- Prompt
From the rows below, pull out every line that contains the string "bracelet".
>> start
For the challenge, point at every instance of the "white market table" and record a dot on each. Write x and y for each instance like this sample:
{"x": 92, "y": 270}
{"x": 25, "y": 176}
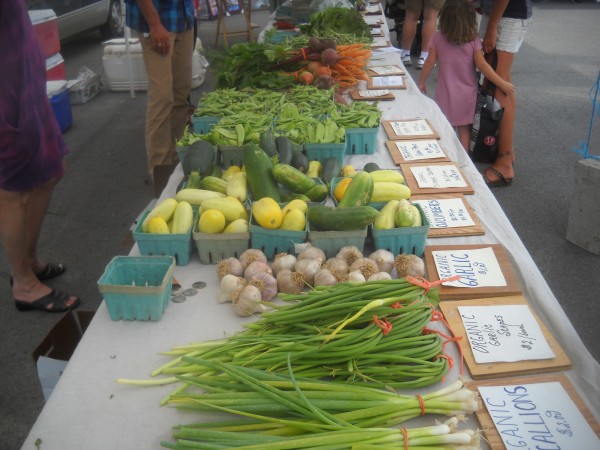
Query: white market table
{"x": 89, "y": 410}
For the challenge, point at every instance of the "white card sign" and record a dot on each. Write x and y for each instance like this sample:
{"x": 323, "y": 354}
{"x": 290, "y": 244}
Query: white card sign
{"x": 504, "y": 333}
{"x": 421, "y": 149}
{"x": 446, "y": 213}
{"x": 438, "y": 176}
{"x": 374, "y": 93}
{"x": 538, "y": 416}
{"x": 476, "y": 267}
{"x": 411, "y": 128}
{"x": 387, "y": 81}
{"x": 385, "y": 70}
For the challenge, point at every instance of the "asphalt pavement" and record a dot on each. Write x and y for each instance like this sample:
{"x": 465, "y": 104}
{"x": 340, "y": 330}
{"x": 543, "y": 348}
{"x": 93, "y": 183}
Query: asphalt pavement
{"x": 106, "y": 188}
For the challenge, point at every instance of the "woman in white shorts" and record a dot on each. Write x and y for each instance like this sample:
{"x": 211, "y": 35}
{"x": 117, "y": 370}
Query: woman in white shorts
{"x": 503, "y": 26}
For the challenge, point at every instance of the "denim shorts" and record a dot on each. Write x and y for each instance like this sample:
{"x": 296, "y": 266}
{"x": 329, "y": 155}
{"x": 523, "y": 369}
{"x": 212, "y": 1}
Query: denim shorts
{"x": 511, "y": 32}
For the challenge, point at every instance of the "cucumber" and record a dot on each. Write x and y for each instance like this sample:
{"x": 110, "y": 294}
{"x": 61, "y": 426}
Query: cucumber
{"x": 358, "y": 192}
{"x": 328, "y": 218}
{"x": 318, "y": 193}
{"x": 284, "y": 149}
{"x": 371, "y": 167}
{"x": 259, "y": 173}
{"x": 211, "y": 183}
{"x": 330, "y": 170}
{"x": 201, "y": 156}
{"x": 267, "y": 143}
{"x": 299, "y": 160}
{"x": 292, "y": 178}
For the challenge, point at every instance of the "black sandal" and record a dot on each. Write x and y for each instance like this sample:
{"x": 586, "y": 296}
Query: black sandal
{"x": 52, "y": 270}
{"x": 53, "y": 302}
>> end
>> start
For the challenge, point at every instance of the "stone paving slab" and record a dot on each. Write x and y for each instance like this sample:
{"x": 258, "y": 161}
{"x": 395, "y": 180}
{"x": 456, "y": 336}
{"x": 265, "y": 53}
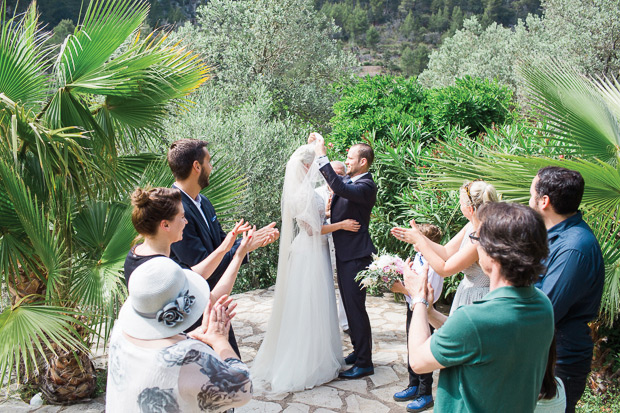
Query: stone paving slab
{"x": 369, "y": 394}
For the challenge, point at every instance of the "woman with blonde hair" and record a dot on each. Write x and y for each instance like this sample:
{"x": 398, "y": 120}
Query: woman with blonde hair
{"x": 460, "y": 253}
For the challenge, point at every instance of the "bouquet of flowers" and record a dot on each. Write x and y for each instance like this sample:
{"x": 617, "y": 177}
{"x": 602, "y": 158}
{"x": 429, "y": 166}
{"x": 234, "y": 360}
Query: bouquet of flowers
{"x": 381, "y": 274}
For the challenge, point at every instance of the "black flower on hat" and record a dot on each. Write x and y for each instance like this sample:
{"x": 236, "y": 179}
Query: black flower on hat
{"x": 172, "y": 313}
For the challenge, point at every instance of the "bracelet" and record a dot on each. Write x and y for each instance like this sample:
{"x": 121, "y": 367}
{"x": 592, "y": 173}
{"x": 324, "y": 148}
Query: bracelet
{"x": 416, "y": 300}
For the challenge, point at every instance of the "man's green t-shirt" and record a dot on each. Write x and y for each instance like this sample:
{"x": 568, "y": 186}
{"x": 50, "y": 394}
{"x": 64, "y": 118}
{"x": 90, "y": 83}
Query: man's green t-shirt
>> end
- Answer to this exercise
For the challenge, point at every instance of the "bracelet" and record a dot on each. Write x and y for each instance like this sample:
Query: bracelet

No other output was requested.